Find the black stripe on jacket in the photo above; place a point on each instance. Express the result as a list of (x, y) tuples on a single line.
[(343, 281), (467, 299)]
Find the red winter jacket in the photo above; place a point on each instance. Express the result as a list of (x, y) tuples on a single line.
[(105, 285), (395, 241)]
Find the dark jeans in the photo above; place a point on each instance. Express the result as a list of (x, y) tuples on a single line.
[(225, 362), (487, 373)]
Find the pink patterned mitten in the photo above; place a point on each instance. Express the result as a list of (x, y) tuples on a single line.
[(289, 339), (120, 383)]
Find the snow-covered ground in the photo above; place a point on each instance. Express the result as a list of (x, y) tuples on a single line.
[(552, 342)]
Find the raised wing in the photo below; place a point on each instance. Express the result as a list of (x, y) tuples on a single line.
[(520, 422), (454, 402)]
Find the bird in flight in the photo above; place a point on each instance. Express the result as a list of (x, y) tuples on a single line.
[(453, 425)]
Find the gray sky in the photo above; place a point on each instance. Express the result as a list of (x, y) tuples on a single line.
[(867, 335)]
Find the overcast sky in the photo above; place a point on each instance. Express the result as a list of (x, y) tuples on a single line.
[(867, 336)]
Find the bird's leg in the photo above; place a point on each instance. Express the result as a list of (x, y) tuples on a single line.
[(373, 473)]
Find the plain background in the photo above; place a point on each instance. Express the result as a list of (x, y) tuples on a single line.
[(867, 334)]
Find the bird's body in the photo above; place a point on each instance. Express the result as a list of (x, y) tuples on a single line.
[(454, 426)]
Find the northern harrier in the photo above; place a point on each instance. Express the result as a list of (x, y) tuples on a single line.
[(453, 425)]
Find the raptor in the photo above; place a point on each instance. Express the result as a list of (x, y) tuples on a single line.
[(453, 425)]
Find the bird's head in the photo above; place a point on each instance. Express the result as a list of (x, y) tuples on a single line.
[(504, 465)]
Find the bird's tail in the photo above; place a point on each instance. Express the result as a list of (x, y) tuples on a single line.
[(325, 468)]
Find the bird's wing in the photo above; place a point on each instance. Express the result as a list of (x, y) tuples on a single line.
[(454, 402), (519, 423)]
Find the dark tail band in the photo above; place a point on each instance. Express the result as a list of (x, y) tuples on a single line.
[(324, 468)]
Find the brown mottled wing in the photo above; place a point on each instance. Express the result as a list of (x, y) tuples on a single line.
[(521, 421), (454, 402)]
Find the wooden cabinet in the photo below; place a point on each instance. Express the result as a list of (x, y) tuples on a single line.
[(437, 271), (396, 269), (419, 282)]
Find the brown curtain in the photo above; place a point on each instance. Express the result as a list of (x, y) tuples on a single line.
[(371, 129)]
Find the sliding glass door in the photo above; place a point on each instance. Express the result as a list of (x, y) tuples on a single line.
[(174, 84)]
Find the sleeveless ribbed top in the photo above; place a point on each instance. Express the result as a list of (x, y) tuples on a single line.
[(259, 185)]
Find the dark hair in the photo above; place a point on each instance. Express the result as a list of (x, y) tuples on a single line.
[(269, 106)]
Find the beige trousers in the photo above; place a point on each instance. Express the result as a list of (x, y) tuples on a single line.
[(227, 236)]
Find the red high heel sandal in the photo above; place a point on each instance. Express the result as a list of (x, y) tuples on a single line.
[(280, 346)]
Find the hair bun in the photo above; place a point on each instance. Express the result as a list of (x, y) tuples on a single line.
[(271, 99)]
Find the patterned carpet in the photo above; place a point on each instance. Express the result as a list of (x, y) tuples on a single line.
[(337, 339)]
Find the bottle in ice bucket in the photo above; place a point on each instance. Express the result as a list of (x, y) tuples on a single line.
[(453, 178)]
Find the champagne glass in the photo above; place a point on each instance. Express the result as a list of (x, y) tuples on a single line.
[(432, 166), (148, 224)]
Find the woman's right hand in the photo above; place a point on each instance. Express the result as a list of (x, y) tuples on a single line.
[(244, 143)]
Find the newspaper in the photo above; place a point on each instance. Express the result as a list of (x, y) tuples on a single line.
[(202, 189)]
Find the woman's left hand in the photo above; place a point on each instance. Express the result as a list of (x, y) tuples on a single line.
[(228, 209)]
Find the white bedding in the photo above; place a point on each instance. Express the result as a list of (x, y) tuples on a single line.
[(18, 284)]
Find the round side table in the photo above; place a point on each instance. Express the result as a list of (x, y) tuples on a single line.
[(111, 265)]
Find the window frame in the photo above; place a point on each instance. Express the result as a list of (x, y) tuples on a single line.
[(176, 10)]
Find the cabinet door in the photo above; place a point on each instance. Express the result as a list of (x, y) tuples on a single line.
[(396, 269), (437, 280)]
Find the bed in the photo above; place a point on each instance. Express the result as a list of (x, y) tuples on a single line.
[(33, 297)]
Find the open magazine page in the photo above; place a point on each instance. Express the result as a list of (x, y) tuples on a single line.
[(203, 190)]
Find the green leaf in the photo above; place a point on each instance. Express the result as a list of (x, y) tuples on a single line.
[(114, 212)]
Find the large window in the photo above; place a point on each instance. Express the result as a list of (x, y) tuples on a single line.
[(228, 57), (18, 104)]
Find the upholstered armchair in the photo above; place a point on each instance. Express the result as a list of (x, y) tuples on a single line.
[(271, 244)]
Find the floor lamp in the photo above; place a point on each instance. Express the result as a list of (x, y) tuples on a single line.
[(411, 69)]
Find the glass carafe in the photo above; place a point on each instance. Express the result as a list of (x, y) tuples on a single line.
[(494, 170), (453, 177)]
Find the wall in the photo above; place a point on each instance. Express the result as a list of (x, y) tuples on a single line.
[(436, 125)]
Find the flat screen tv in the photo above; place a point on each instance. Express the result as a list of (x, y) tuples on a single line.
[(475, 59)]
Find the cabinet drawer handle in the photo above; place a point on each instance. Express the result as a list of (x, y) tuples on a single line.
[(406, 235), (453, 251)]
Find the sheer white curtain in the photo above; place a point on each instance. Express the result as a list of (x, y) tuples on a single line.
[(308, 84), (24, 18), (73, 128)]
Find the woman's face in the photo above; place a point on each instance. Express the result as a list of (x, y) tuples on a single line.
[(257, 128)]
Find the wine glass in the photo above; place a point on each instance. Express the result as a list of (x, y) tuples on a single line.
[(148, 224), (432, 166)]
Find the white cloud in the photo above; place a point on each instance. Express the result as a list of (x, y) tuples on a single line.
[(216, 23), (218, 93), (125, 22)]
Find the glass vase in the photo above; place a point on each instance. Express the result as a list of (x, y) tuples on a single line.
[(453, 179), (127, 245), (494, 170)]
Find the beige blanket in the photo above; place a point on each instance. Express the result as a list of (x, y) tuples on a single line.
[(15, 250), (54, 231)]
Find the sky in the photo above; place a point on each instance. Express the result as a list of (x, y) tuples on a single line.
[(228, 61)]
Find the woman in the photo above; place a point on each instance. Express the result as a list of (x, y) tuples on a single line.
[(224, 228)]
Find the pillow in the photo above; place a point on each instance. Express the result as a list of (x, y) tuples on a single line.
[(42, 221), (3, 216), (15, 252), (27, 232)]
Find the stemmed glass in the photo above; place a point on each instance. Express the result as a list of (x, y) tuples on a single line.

+===+

AIM OF THE EXERCISE: Output all the rows above as a JSON list of strings, with one string for each line and no blank lines included.

SOLUTION FOR THIS PROBLEM:
[
  "Find the black stripe on jacket in the photo above; place a point on each instance. Express the result as a list of (x, y) tuples on a single line.",
  "[(343, 281), (467, 299)]",
  "Find the red winter jacket in the photo above; place a point on each instance. Express the result as a list of (x, y) tuples on a single line.",
  "[(105, 285), (395, 241)]",
  "Find the dark jeans in the photo above; place a point on each instance. Express the result as a list of (x, y) tuples on a single line.",
  "[(225, 362), (487, 373)]",
  "Find the pink patterned mitten in the photo above; place a point on each instance. Express the result as a list of (x, y) tuples on a single line.",
  "[(289, 339), (120, 383)]",
  "Find the snow-covered ground in the photo above; place a point on each instance. Express the result as a list of (x, y) tuples on a single line.",
  "[(552, 342)]",
  "Find the raised wing in the photo below; place a point on each instance. Express the result as a list of (x, y) tuples on a single line.",
  "[(520, 422), (454, 402)]",
  "Find the bird in flight in the photo above; place a point on each instance. Express the result as a list of (x, y) tuples on a single line.",
  "[(453, 425)]",
  "Find the gray sky in the photo above; place a point on each instance. Express the result as a list of (x, y) tuples on a single line.",
  "[(867, 335)]",
  "Find the overcast sky in the photo above; place a point on each instance. Express the result as a list of (x, y) tuples on a single line.",
  "[(867, 336)]",
  "Find the bird's leg in the photo above; place a point on each instance. Express the result as a list of (x, y) tuples on a single line.",
  "[(373, 473)]",
  "Find the plain background in the photo above; place a point on each instance. Express the result as a list of (x, y) tuples on a single line.",
  "[(867, 334)]",
  "Find the bird's body in the photo above; place a point on each instance. Express the result as a list of (x, y) tuples on a single line.",
  "[(454, 426)]",
  "Find the northern harrier in the photo above; place a point on each instance. Express the result as a list of (x, y) tuples on a single line.",
  "[(453, 425)]",
  "Find the raptor in the photo above; place a point on each instance. Express the result as a list of (x, y) tuples on a single line.",
  "[(453, 425)]",
  "Find the bird's head in the photo above; place a point on each instance. Express the result as a list of (x, y) tuples on a single line.",
  "[(504, 465)]",
  "Find the bird's tail in the photo above; place a point on each instance. Express the result as a list of (x, y) tuples on a single line.",
  "[(325, 468)]",
  "Find the bird's wing in the photo above; place a point on each instance. Express the result as a list of (x, y) tuples on a single line.",
  "[(454, 402), (519, 423)]",
  "Find the dark tail band in the photo above; place a point on each instance. Express the result as a list of (x, y) tuples on a single line.",
  "[(324, 468)]",
  "Find the brown mottled wing in the photo above; place a point on each instance. Express the result as a list of (x, y) tuples on a single line.",
  "[(521, 421), (454, 402)]",
  "Find the wooden cabinet in the photo below; place a point on each instance. Express the result as a list of (x, y) tuples on a single line.",
  "[(437, 271), (396, 269), (419, 282)]",
  "Find the brown curtain in the photo above; place a point on each instance. Express the result as a list of (x, y) tuples on a single line.",
  "[(371, 129)]",
  "Find the sliding glass door in the photo above; place a point on each instance. Express the result as a list of (x, y) tuples on a single line.",
  "[(174, 84)]",
  "Find the sleeveless ribbed top in the photo above; place a point on each instance. Express the result as a list of (x, y) tuples on a single line.",
  "[(259, 185)]",
  "Find the dark hair in the photo above; place a point on each instance. Express the result as a list of (x, y) tuples on a single line.",
  "[(269, 106)]",
  "Find the beige trousers in the photo above; place a point on each instance. Express the result as a list of (x, y) tuples on a single line.",
  "[(227, 236)]",
  "Find the red high heel sandal in the photo above; place a point on each instance. Express the result as a list of (x, y) tuples on a single line.",
  "[(280, 346)]",
  "Find the hair bun in the photo above; place a point on each instance. Express the result as a list of (x, y) tuples on a single line.",
  "[(271, 99)]",
  "Find the patterned carpet in the photo above; place a point on each instance. Express the result as a list of (x, y) tuples on a single line.",
  "[(337, 339)]",
  "Find the bottle in ice bucket in the photo above; place a point on each instance. Express the result as a list of (x, y) tuples on a single line.",
  "[(453, 178)]",
  "Find the champagne glass in the photo above; place a point on each instance. Express the result as a list of (x, y) tuples on a single line.",
  "[(432, 166), (148, 224)]",
  "Find the woman's right hand in the photo above; place a point on each instance. Express the result as a list of (x, y) tuples on a single line.",
  "[(244, 143)]",
  "Find the newspaper in the photo above; place a point on each instance. Express the result as a list of (x, y) tuples on a single line.",
  "[(202, 189)]",
  "Find the woman's left hand in the photo above; place a point on each instance. Express the result as a list of (x, y) tuples on a single line.",
  "[(228, 209)]",
  "Find the white bedding in the photo above; place a point on each instance. Express the result as a list of (x, y) tuples on a single line.",
  "[(18, 284)]",
  "Find the round side table in the photo above; place a point on each instance. Express the result as a list of (x, y) tuples on a single line.",
  "[(111, 265)]",
  "Find the window frame in the photo above; place a point on each instance. Express the result as a list of (x, y) tuples on a single line.",
  "[(176, 10)]",
  "Find the cabinet door in the photo above; place a point on each instance. Express the result as a list of (x, y) tuples on a single line.",
  "[(396, 269), (437, 280)]",
  "Find the bed in the photo above; place a point on each instance. Express the result as a list of (x, y) tuples on a single line.",
  "[(33, 297)]",
  "Find the open magazine page in the photo above; place a point on each instance. Express the result as a list of (x, y) tuples on a single line.",
  "[(203, 190)]",
  "Find the green leaf in the photo above; place a point on each instance. Express the result as a list of (x, y) tuples on a single line.",
  "[(114, 212)]",
  "Find the large window in the photo above; place a point on each instance. Express the result as a list of (x, y) tuples on a single line.",
  "[(228, 57), (18, 104)]",
  "Find the upholstered armchair in the photo above; place a point on each instance. Express the result as a list of (x, y) tuples on a single line.",
  "[(271, 244)]",
  "Find the floor lamp in the photo above; place a point on each instance. Express the result as a list of (x, y) tuples on a single line.",
  "[(411, 69)]",
  "Find the glass carafe in the photo above; place a point on each instance. Express the result as a list of (x, y) tuples on a single line.",
  "[(494, 170), (453, 177)]",
  "Find the wall in the photo above; place a point on each instance. Express the result as a list of (x, y) tuples on a single line.",
  "[(436, 125)]",
  "Find the flat screen tv in the photo above; place a point on each instance. Express the result as a list of (x, y) tuples on a single line.",
  "[(475, 59)]",
  "Find the cabinet drawer handle in the photo above; place a point on each instance. Express the result as a list of (x, y) tuples on a single line.",
  "[(406, 235), (453, 251)]",
  "Find the sheer white curtain in the photo above; place a point on each instance. Express the result as a list of (x, y) tuples on a single line.",
  "[(308, 84), (24, 18), (73, 128)]",
  "Find the woman's face in the photo above; place a point on each instance. Express the result as a list of (x, y) tuples on a single line.",
  "[(257, 128)]",
  "Find the wine glass in the photo above; place a point on each instance. Express the result as a list of (x, y) tuples on a single line.",
  "[(148, 224), (432, 166)]",
  "Find the white cloud in the photo above; place a point on each instance. Express the result as a list of (x, y) tuples on a single line.",
  "[(216, 23), (218, 93), (125, 22)]",
  "Find the glass vase in the photo above; place a point on each instance. Express the result as a list of (x, y) tuples on a single line.",
  "[(453, 179), (127, 245), (494, 170)]",
  "Find the beige blanket in the photo above; place a point on each instance. Express the result as a list of (x, y) tuples on a single line.",
  "[(15, 250), (54, 231)]",
  "Find the sky in the photo above; place a point on each instance. Express the result as a list of (x, y) tuples on a single line.",
  "[(228, 61)]",
  "Find the woman in the photo above; place a point on each instance. Express the result as a list of (x, y) tuples on a single line.",
  "[(224, 228)]",
  "Find the pillow in the photo above; place a point on each instance. Express the result as a list of (x, y) tuples on a single line.",
  "[(42, 221), (3, 216), (15, 252), (27, 232)]",
  "Find the stemmed glass in the photo above; place a point on each instance. Express the result as a list of (x, y) tuples on a single line."
]